*** EXTRACTED TEXT ***

Skip to main content

Universal capture → classify → route platform. Your AI-powered data pilot.

Project description

Arkiv

Universal capture → classify → route. Your AI-powered data pilot.

Arkiv takes any digital input — files, URLs, text — classifies it using AI, and routes it to the right destination. Think of it as an intelligent mail sorting facility for your digital life.

              ┌─────────┐
  File ──────►│         │──► Archiv/Rechnungen
  URL  ──────►│  ARKIV  │──► Leseliste/Artikel
  Text ──────►│         │──► Code/Snippets
  Mail ──────►│ classify │──► Review (unsicher)
              │  route   │──► Plugin: Webhook
              └─────────┘──► Plugin: Custom

Features

  • Universal Intake — Drop any file, paste text, pipe from stdin
  • AI Classification — LLM-powered content understanding (Ollama, OpenAI, Anthropic, HuggingFace)
  • Smart Routing — Category-based rules route items to folders, webhooks, or custom destinations
  • Full-Text Search — SQLite FTS5 search across all processed items
  • Plugin System — Extend with pip-installable plugins (powered by pluggy)
  • Local-First — Your data stays on your machine. No cloud required.
  • Filesystem Watcher — Auto-process files dropped into your inbox directory

Quick Start

# Install
pipx install "kurier @ git+https://github.com/HerrStolzier/lotse.git"

# Make sure Ollama is running with a model
ollama pull qwen2.5:7b

# Start Arkiv
arkiv

That's it. kurier launches the interactive TUI where you can classify files, search, monitor your inbox, and more — all from one interface.

Alternative install methods:

# With pip (requires a virtual environment)
pip install "kurier @ git+https://github.com/HerrStolzier/lotse.git"

# With uv
uv pip install "kurier @ git+https://github.com/HerrStolzier/lotse.git"

*** End of EXTRACTED TEXT ***
*** INFORMATION GIVEN ***

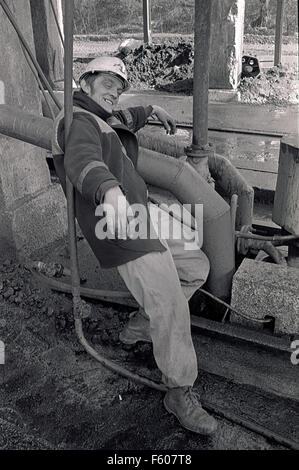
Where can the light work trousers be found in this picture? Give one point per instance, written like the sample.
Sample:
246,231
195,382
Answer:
162,283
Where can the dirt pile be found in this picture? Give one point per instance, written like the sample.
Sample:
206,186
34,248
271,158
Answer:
159,66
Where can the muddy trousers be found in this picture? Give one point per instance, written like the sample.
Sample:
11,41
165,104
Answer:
162,283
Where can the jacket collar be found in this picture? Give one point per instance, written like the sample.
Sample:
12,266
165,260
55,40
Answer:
83,101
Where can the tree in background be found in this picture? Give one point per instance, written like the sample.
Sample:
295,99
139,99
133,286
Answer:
171,16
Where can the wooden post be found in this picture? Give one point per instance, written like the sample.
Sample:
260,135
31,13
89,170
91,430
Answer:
49,50
278,32
147,33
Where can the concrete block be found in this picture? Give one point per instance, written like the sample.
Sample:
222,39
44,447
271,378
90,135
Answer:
23,170
262,289
224,96
35,223
32,211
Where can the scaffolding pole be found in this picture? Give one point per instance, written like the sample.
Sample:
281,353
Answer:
147,33
200,149
278,32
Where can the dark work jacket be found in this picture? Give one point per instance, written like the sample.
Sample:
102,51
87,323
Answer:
101,153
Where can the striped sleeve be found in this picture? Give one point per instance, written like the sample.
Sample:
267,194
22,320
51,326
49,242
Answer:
134,118
83,160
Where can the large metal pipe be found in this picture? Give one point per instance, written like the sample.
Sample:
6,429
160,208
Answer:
160,170
200,149
225,174
16,123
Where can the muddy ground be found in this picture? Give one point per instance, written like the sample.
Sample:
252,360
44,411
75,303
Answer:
53,395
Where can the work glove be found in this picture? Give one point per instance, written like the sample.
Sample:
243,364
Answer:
165,118
118,213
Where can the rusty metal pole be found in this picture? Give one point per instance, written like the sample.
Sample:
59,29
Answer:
68,117
200,149
147,33
278,32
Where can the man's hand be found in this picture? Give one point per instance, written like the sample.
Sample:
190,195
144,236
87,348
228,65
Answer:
167,121
118,212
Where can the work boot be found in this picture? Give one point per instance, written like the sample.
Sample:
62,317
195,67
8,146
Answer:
137,329
185,404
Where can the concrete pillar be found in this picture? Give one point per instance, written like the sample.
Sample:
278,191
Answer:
226,43
48,45
32,210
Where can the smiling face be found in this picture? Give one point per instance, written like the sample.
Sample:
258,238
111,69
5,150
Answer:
104,90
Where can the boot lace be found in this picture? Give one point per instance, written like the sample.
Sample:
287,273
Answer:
192,397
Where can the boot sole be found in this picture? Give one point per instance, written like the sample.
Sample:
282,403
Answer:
204,433
133,341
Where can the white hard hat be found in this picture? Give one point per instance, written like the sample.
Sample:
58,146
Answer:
107,64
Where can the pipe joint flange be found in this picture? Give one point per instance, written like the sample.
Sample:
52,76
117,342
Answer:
197,152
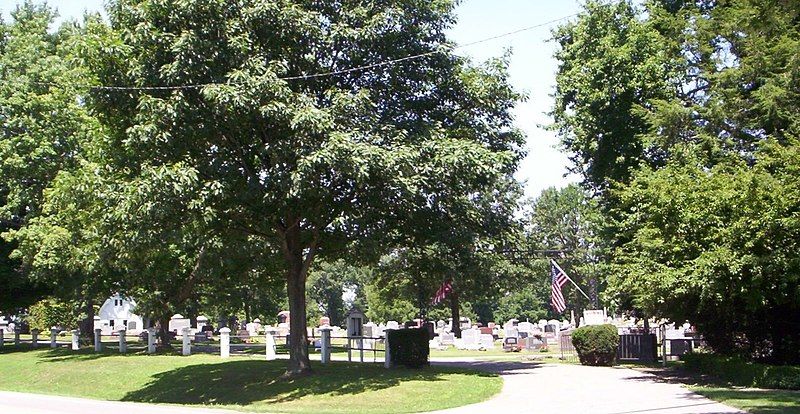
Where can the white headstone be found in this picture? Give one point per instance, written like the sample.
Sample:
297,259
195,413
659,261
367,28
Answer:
225,342
511,332
593,317
471,339
447,339
487,341
525,327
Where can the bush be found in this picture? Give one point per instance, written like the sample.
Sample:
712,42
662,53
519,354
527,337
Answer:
50,312
408,347
596,345
744,373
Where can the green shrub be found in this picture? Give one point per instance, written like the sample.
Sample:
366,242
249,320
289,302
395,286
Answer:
744,373
596,345
50,312
408,347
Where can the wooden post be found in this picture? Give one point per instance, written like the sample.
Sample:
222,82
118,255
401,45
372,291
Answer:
187,341
53,334
225,342
98,346
76,339
123,342
35,337
326,345
151,340
269,340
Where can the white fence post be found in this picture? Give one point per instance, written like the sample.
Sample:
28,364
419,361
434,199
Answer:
387,363
98,346
76,338
53,334
151,340
326,345
35,337
123,341
225,342
187,341
269,340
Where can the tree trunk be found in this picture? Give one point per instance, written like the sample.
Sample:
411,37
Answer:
86,326
299,363
455,314
163,333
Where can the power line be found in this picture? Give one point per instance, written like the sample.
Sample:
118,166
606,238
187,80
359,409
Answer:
326,74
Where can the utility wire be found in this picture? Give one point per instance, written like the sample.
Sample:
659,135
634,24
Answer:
325,74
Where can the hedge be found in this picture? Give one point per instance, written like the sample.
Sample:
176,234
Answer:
596,345
738,371
408,347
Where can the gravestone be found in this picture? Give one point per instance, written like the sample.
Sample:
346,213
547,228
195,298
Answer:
471,339
355,322
511,332
487,341
593,317
370,329
525,327
447,339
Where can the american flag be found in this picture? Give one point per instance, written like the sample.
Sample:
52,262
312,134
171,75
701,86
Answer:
446,288
559,279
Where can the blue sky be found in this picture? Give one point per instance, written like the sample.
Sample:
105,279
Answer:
532,68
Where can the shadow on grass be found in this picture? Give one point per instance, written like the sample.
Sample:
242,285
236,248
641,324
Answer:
246,382
757,401
66,354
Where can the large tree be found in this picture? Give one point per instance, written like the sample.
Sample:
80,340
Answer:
45,129
306,163
703,223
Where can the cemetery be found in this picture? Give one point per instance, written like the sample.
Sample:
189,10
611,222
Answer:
399,206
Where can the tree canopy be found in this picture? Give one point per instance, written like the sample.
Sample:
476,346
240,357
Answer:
683,116
275,129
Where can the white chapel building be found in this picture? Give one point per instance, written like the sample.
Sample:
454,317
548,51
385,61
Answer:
116,312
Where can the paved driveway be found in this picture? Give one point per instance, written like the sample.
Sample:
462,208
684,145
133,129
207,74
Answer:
561,388
527,388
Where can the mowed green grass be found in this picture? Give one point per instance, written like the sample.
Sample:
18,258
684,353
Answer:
241,383
754,401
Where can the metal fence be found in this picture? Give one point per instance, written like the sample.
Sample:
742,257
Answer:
639,347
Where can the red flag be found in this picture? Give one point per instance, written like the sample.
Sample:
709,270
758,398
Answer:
446,288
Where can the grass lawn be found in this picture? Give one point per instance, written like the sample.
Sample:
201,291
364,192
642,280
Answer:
755,401
240,383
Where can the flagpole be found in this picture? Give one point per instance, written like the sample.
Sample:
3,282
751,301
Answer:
569,278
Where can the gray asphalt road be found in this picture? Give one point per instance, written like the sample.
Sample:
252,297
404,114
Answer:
20,403
555,388
527,388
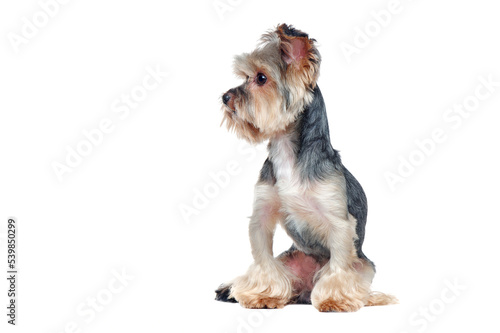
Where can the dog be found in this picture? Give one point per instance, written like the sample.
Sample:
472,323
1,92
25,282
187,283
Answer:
302,185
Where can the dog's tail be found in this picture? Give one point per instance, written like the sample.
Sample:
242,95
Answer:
378,298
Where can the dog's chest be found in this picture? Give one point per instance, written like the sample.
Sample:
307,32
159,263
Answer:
282,153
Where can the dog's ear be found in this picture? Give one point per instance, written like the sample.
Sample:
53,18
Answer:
299,52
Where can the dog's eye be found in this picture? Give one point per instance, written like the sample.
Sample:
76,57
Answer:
261,79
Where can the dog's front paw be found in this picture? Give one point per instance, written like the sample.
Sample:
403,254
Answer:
222,294
263,287
339,305
262,302
340,291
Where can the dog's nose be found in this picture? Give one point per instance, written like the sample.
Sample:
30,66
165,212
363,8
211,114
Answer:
226,98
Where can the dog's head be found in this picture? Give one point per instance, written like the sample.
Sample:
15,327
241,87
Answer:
279,77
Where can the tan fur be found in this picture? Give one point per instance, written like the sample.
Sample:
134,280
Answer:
267,282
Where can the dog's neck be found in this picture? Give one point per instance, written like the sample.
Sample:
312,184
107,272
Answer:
305,145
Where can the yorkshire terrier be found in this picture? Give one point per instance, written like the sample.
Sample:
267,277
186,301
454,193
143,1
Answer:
303,186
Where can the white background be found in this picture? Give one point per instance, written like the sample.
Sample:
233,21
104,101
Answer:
120,208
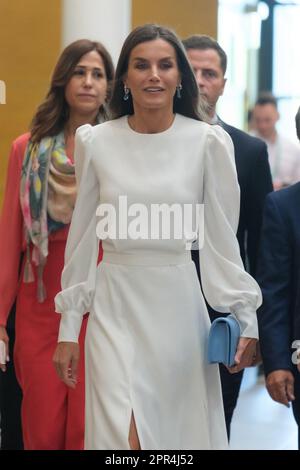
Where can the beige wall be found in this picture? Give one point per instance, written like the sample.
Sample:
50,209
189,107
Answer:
30,38
185,16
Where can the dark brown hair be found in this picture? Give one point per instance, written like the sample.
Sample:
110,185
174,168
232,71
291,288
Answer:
297,119
188,104
203,42
53,112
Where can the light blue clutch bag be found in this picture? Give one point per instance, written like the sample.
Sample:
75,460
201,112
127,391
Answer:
223,340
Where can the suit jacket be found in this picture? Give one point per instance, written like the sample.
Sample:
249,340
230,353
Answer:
254,176
278,276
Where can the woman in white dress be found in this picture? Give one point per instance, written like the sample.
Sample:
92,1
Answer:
148,383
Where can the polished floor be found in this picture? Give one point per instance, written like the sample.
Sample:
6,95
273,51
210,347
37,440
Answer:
259,423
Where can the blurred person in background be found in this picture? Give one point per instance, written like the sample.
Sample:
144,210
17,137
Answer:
284,155
209,62
279,279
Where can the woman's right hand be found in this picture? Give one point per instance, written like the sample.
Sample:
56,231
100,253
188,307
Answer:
4,351
66,358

*** End of INFORMATION GIVEN ***

# [TASK BRIEF]
Resume the Arkiv project description after its last line, the uv install command.

# [TASK RESPONSE]
CLI Commands

All features are also available as individual commands:

kurier                         # Interactive TUI (default)
kurier add invoice.pdf         # Classify and route a file
kurier watch                   # Auto-process files in inbox
kurier search "Rechnung"       # Hybrid keyword + semantic search
kurier status                  # Processing statistics
kurier undo                    # Undo last routing action
kurier export --format csv     # Export all items as CSV
kurier doctor                  # Check system health
kurier init                    # Interactive setup wizard

Configuration

Arkiv uses a TOML config file at ~/.config/arkiv/config.toml:

[llm]
provider = "ollama"
model = "mistral"
base_url = "http://localhost:11434"

[embeddings]
model = "BAAI/bge-small-en-v1.5"

[routes.archiv]
type = "folder"
path = "~/Documents/Arkiv/Archiv"
categories = ["rechnung", "vertrag", "brief"]
confidence_threshold = 0.7

[routes.artikel]
type = "folder"
path = "~/Documents/Arkiv/Artikel"
categories = ["artikel", "paper", "tutorial"]
confidence_threshold = 0.6

LLM Providers

Arkiv supports any LLM provider via LiteLLM:

Provider Config
Ollama (local) provider = "ollama", model = "qwen2.5:7b"
OpenAI provider = "openai", model = "gpt-4o-mini"
Anthropic provider = "anthropic", model = "claude-sonnet-4-5-20250514"
HuggingFace provider = "huggingface", model = "meta-llama/..."

REST API

Start the API server for external integrations, webhooks, and mobile capture:

# Install API dependencies
uv pip install "kurier[api] @ git+https://github.com/HerrStolzier/lotse.git"

# Start the server
kurier serve
# → http://127.0.0.1:8790/docs (Swagger UI)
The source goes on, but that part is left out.